* **Text section**:
Hospices are 'falling through the cracks' of coronavirus testing

Hospices are ‘falling through the cracks’ of coronavirus testing as staff are being denied regular screening offered to other health workers, charity says

  • Staff working in hospitals and care homes are offered weekly coronavirus tests 
  • But staff who are working in hospices have been excluded from this pledge 
  • This means asymptomatic staff could spread coronavirus through hospices 

Hospices are still being denied regular coronavirus testing, meaning thousands of patients face dying alone without their families.

Staff in hospitals and care homes are offered weekly tests regardless of whether they have symptoms – but those working in hospices have been excluded from this pledge.

It means asymptomatic staff could spread Covid-19 through hospices, which care for 225,000 terminally ill people in the UK each year.

Staff in hospitals and care homes are offered weekly tests regardless of whether they have symptoms – but those working in hospices have been excluded from this pledge [File photo]

Marie Curie, the country’s leading end of life charity, said a lack of testing risks ‘paralysing’ the sector.

It is also calling for the families of patients in hospices to be tested every week so that they can visit their loved ones and provide support.

Visitors were banned from hospices during the first wave of the virus and families have spoken of the heartbreak of leaving their relatives to die alone or being able to see them only by waving through a window.

Marie Curie has written to NHS England warning that hospices are yet again ‘falling through the cracks’ when it comes to testing.

Dr Sarah Holmes from the charity said: ‘Every day that passes without a regular weekly testing regime in place for hospice staff puts the most vulnerable in society at risk. The lack of testing could also end up paralysing not only Marie Curie hospices but other independent providers too.’

The charity also fears that people are not seeking help from hospices due to concerns over Covid-19 and visiting restrictions. 

Dr Holmes said: ‘We do not want people who need our help to decide not to come to one of our hospices.’

She added: ‘We only have one chance to get this right for people at the end of life and their loved ones.

It means asymptomatic staff could spread Covid-19 through hospices, which care for 225,000 terminally ill people in the UK each year [File photo]

‘No one wants a repeat of what happened during the first wave. Regular testing is central to avoiding the mistakes of the past as we focus on the coming weeks and months ahead.’

A Department of Health and Social Care spokesman said: ‘We are grateful for the work hospices have undertaken during this challenging period and we have made up to £200million available to support them this year.

‘Anyone working in healthcare with symptoms can access testing as a priority but we must target testing capacity at areas that need it most.’

* **Saved entries**:
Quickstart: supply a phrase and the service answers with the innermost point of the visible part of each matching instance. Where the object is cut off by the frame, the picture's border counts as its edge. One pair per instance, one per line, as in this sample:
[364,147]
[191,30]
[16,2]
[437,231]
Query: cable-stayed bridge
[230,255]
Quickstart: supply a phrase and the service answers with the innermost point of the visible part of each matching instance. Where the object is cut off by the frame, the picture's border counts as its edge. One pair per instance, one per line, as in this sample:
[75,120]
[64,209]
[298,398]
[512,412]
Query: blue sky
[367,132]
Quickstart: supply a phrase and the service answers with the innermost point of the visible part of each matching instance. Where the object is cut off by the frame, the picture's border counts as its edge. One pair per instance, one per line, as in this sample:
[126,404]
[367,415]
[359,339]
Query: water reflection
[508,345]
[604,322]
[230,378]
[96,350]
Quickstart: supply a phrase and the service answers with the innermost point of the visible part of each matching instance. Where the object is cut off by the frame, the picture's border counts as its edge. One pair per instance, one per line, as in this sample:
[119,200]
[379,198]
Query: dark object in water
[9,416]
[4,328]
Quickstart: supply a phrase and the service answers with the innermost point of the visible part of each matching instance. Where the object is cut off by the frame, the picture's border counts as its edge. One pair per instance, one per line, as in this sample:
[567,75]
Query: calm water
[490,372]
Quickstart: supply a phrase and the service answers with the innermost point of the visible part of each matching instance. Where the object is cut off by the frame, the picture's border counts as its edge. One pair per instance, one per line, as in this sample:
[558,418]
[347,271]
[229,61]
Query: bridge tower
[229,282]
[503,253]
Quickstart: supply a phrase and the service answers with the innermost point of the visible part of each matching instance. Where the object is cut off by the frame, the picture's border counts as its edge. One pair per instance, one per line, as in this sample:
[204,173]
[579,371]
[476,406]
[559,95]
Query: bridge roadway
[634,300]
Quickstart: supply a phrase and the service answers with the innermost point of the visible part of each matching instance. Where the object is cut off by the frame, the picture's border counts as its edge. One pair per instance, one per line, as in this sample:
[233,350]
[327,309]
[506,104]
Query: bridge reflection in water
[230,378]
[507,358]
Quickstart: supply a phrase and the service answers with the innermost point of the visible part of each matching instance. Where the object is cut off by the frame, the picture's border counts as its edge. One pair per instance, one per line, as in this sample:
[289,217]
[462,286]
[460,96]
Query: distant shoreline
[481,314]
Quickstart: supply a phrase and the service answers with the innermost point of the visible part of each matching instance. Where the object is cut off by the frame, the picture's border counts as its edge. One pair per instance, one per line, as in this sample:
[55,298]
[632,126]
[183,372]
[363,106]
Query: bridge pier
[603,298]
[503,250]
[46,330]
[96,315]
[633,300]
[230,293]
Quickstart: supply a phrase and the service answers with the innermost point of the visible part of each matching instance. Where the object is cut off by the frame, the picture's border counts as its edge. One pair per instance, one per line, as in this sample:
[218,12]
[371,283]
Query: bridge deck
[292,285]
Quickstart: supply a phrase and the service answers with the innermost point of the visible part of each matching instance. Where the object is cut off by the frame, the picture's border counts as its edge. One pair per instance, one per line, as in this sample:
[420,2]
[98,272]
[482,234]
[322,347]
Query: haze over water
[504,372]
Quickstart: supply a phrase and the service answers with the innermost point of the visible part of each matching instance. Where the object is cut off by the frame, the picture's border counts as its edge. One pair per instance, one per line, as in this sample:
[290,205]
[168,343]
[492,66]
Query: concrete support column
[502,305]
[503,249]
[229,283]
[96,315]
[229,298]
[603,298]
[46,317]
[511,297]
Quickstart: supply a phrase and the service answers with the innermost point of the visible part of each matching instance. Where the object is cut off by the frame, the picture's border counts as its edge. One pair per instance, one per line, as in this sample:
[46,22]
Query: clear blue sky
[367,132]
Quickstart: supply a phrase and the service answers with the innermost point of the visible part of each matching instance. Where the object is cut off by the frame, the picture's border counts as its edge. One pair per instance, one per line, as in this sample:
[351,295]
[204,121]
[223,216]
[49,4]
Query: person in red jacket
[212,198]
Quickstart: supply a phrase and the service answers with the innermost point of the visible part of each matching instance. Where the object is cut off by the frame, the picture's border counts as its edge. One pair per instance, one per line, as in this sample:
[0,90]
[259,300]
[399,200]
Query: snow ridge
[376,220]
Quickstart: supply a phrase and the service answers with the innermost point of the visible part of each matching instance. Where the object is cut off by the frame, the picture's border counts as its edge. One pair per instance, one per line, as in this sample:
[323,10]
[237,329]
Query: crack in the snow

* **What this exercise asks**:
**1.** According to the article on hospice coronavirus testing, how much money did the Department of Health and Social Care make available to support hospices this year?
**2.** Reproduce the section of the hospice testing article that starts with the words "Dr Sarah Holmes" and ends with "their loved ones.".

* **Responses in order**:
**1.** Up to £200million.

**2.**
Dr Sarah Holmes from the charity said: ‘Every day that passes without a regular weekly testing regime in place for hospice staff puts the most vulnerable in society at risk. The lack of testing could also end up paralysing not only Marie Curie hospices but other independent providers too.’

The charity also fears that people are not seeking help from hospices due to concerns over Covid-19 and visiting restrictions. 

Dr Holmes said: ‘We do not want people who need our help to decide not to come to one of our hospices.’

She added: ‘We only have one chance to get this right for people at the end of life and their loved ones.